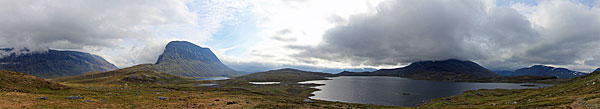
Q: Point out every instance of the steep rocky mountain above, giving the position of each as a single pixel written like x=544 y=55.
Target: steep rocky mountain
x=451 y=69
x=183 y=58
x=505 y=73
x=541 y=70
x=21 y=82
x=54 y=63
x=139 y=74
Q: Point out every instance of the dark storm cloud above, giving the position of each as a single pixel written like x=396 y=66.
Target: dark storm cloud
x=405 y=31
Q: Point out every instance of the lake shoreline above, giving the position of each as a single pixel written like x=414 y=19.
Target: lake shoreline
x=314 y=94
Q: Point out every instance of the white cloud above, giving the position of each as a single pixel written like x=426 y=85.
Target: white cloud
x=124 y=32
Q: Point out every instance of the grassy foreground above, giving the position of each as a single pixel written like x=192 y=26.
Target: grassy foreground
x=131 y=88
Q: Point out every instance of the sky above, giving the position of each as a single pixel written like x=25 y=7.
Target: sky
x=255 y=35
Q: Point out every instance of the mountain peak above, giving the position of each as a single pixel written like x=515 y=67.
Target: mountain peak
x=542 y=70
x=182 y=44
x=187 y=59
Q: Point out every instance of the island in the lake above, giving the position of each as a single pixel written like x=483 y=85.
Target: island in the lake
x=170 y=83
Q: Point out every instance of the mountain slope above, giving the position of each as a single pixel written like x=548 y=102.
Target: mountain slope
x=15 y=81
x=284 y=75
x=540 y=70
x=139 y=74
x=54 y=63
x=451 y=69
x=183 y=58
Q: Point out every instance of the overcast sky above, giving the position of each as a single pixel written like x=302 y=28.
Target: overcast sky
x=251 y=34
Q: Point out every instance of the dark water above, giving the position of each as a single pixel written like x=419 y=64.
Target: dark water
x=212 y=78
x=389 y=90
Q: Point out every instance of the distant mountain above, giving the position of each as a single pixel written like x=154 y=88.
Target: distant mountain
x=54 y=63
x=139 y=74
x=21 y=82
x=505 y=73
x=284 y=75
x=541 y=70
x=451 y=69
x=183 y=58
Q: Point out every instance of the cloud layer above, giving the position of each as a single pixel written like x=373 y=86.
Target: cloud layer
x=500 y=37
x=124 y=32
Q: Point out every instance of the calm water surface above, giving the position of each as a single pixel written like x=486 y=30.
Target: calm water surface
x=389 y=90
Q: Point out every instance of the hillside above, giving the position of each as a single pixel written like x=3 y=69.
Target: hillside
x=284 y=75
x=21 y=82
x=54 y=63
x=540 y=70
x=183 y=58
x=139 y=74
x=451 y=69
x=580 y=92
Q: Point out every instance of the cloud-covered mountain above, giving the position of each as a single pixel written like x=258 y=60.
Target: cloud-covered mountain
x=541 y=70
x=183 y=58
x=451 y=69
x=53 y=63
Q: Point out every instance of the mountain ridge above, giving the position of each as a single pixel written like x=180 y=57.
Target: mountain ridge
x=450 y=69
x=184 y=58
x=542 y=70
x=54 y=63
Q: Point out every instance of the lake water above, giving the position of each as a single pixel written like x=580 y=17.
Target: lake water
x=212 y=78
x=397 y=91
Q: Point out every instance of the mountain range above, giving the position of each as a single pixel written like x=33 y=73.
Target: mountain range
x=53 y=63
x=451 y=69
x=541 y=70
x=183 y=58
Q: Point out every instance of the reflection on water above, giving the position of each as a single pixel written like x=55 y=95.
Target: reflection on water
x=398 y=91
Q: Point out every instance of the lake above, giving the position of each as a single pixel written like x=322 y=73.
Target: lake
x=398 y=91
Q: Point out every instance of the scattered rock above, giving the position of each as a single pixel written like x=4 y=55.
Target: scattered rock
x=43 y=98
x=163 y=98
x=232 y=102
x=74 y=97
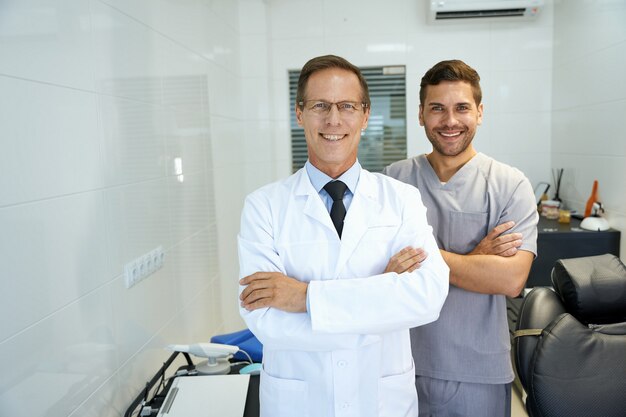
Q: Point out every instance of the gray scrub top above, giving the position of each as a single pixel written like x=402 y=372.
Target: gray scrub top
x=470 y=340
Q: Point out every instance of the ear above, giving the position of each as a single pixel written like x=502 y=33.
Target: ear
x=366 y=118
x=299 y=115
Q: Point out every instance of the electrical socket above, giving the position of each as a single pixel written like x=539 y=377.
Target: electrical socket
x=145 y=265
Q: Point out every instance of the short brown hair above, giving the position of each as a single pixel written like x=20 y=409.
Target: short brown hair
x=326 y=62
x=452 y=70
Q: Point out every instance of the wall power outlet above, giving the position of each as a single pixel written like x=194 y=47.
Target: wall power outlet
x=140 y=268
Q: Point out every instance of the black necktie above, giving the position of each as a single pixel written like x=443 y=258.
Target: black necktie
x=336 y=189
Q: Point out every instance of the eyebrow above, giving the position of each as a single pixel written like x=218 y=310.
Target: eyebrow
x=463 y=103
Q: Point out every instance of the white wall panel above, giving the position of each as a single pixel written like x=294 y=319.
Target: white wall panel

#### [Task directions]
Rewrite the records from the line containing "Q: Point out every instance of the electrical" through the line containing "x=140 y=268", keeping every line. Shift each answer coordinate by adding 91 to both its x and y values, and leave the sample coordinates in the wording unchanged.

#### [Exercise answer]
Q: Point out every instance of the electrical socket above, giving the position of each as a single pixel written like x=539 y=377.
Target: electrical socket
x=236 y=356
Q: Point out every instance of the short brown hair above, giving the position of each as a single pixel written like x=20 y=409.
Target: short brown hair
x=417 y=153
x=543 y=161
Q: Point out every instance of the wall power outlet above, giving the position of each as a single pixel written like x=194 y=47.
Target: wall power outlet
x=231 y=359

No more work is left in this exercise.